People who know me personally find me to be even-tempered, unflappable, never prone to anger, and surprisingly lacking in the opinionated, argumentative, or stubborn tendencies some lawyers have. So, it will come as a surprise to them that statements made in a recent court opinion have my blood boiling and that I have temporarily lost my golden personality. (I lie, of course, that is not at all how people who know me well find me.)
 
I am outraged for Kymberli Gardner. A CNA at a for-profit nursing home, Ms. Gardner was subject to a hostile work environment created by an elderly white male who sexually and racially harassed her, and by her employer who refused to protect her from such abuse. She and other black female employees complained that they were subjected to verbal, racial, sexual and physical abuse by this man. They were told that it was their job to take care of him. Rather than responding with concern for the safety and welfare of their employees, the women were told to “just put their big girl panties on and go back to work.”
 
Gardner was dressing the patient one morning when he attempted to grope her breast while making sexually explicit comments. When she moved away from him, he punched her in the chest.  She left and returned with assistance, only to be punched again, and then a third time. She asked to change her assignment so she would not be punched again, but her request was denied.  She was sent home and was out on worker’s compensation for 4 months, then terminated from her employment.  Her refusal to continue caring for a man who physically battered her was considered insubordination.
 
The patient repeatedly engaged in verbal, racial, sexual, and physical acts of abuse. This, per the court, was not “beyond what a person in Gardner’s position should expect of patients in a nursing home such that [the nursing home] would be liable for creating a hostile work environment.”  Gardner would have to show “unusually egregious working conditions to establish that a reasonable person would find the work environment hostile or abusive.”  Well, I am generally a reasonable person and I would find being subject to racial epithets, sexual assault, and physical abuse “unusually egregious working conditions.”
 
The court reasoned that, “Gardner agreed to work with elderly, mentally diseased patients such as J.S., who could be expected to act out in normally unacceptable ways.”  So, if you agree to work with a certain population that means you agree to be battered.  Apparently, it is within your job description to be a punching bag.  CNAs should understand that they have signed up to be abused and endangered.  Perhaps judges should understand that they too have agreed to work with certain populations – maybe being struck is just part of their job too.  Oh wait – striking a judge would be a serious federal crime.  But if you are just a poor black female worker – too bad. It is your job to be the target of a racist, violent man.  And the employer has zero responsibility to protect you.
 
Read the case. Gardner v. CLC of Pascagoula, LLC, No. 1:2015cv00423 - Document 52 (S.D. Miss. 2017)

Share my outrage.  I will return with my golden personality next month.

» **Task list**
**1.** In the commentary on Gardner's case, transcribe the part that opens with the words containing "Read the case." and closes with "personality next month.".
**2.** Render this sentence from the commentary on Gardner's case in Spanish: "She asked to change her assignment so she would not be punched again, but her request was denied."
**3.** According to the commentary on Gardner's case, how long was Gardner out on worker's compensation before she was terminated?

» **Provided material**

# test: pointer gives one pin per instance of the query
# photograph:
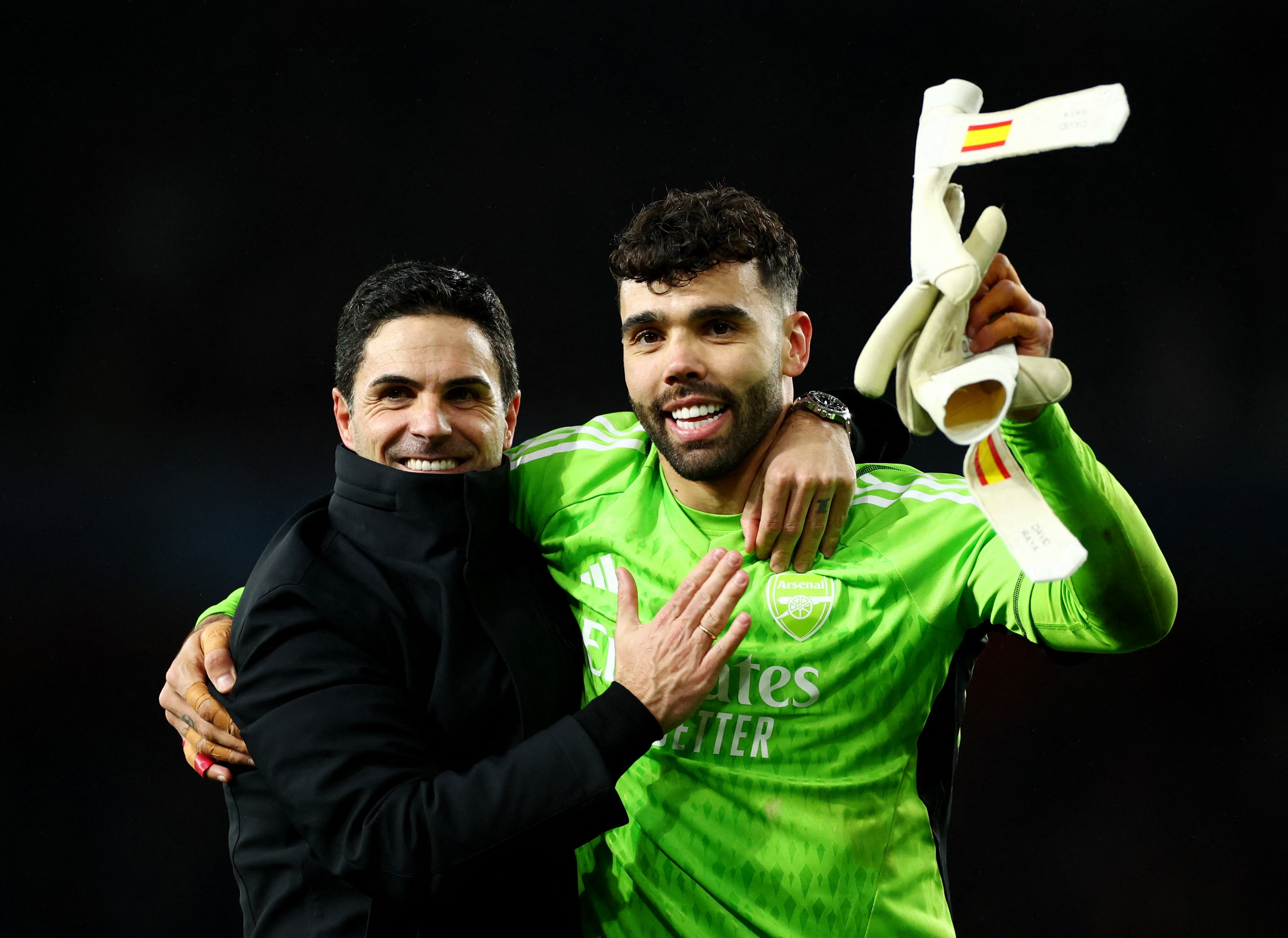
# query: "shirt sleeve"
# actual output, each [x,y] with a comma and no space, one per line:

» **Numbered responses**
**1.**
Read the case. Gardner v. CLC of Pascagoula, LLC, No. 1:2015cv00423 - Document 52 (S.D. Miss. 2017)

Share my outrage.  I will return with my golden personality next month.

**2.** Pidió que le cambiaran la asignación para que no volvieran a golpearla, pero su solicitud fue denegada.

**3.** Four months.